Only one span of the listing below should come back. It runs from the line with "In the photograph above, where can the cable" through the line with "In the photograph above, where can the spare", and each of its lines must be reproduced exactly.

** Records to use follows **

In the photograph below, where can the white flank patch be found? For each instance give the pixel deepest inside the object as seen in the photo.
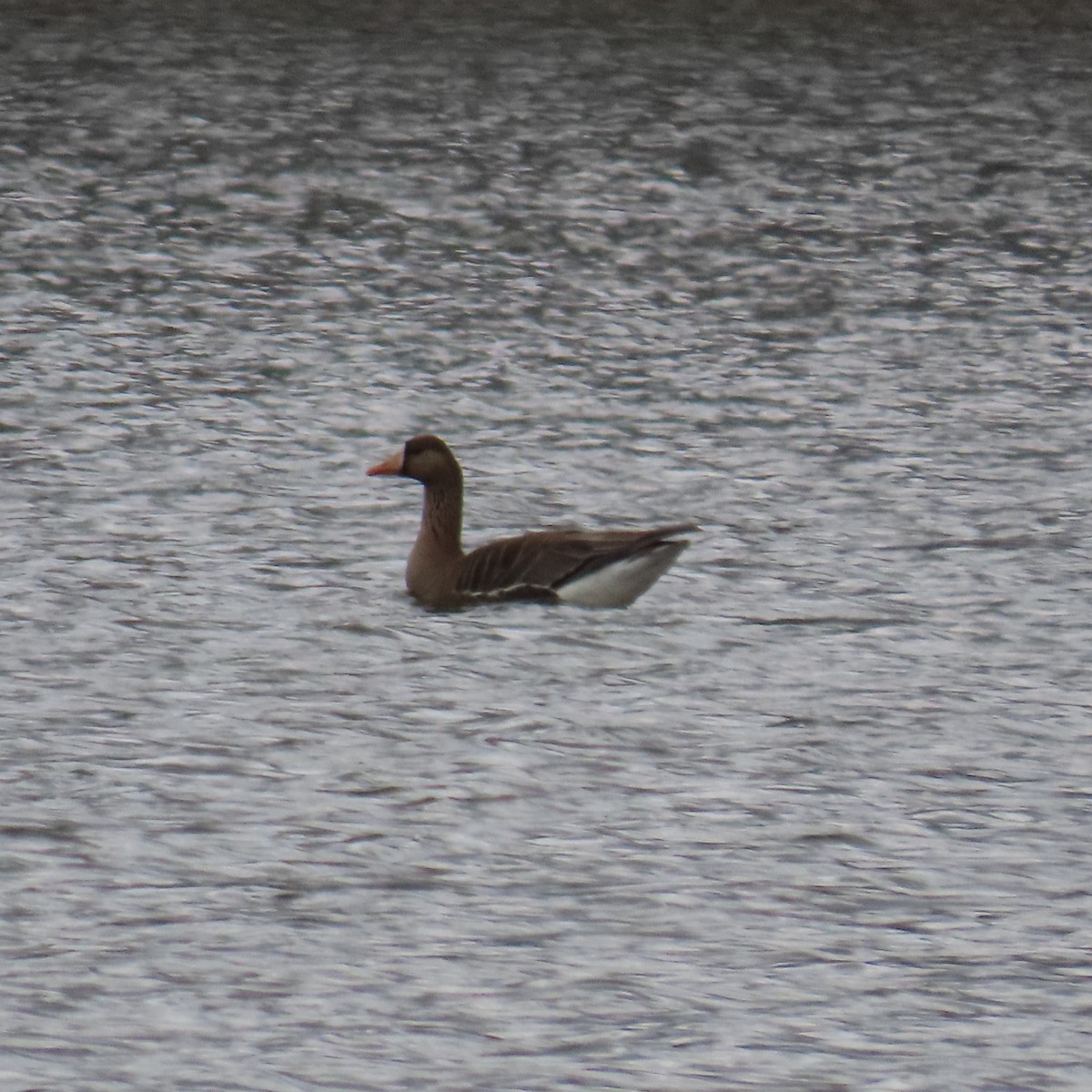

** End of Records to use **
** Records to use follows **

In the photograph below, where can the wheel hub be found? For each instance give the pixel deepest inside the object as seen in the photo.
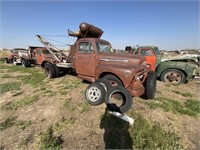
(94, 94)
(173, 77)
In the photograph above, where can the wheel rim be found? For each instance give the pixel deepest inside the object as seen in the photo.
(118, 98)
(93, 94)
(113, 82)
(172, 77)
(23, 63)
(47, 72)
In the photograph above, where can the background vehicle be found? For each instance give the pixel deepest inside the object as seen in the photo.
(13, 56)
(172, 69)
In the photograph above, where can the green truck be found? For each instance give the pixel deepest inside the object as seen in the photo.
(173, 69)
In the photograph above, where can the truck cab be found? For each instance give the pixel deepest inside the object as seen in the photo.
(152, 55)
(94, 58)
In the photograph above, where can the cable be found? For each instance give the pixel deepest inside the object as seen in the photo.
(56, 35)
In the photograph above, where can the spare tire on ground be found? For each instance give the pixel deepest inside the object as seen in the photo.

** End of Records to use **

Your response ▸
In the photograph above, where can the cable be found? For each instance give the pixel deepest inside the object as seen in the photo.
(56, 35)
In the photograph above, where can the spare tire on ground be found? For each instance give the pixel deepest inside the object as seen in the photo.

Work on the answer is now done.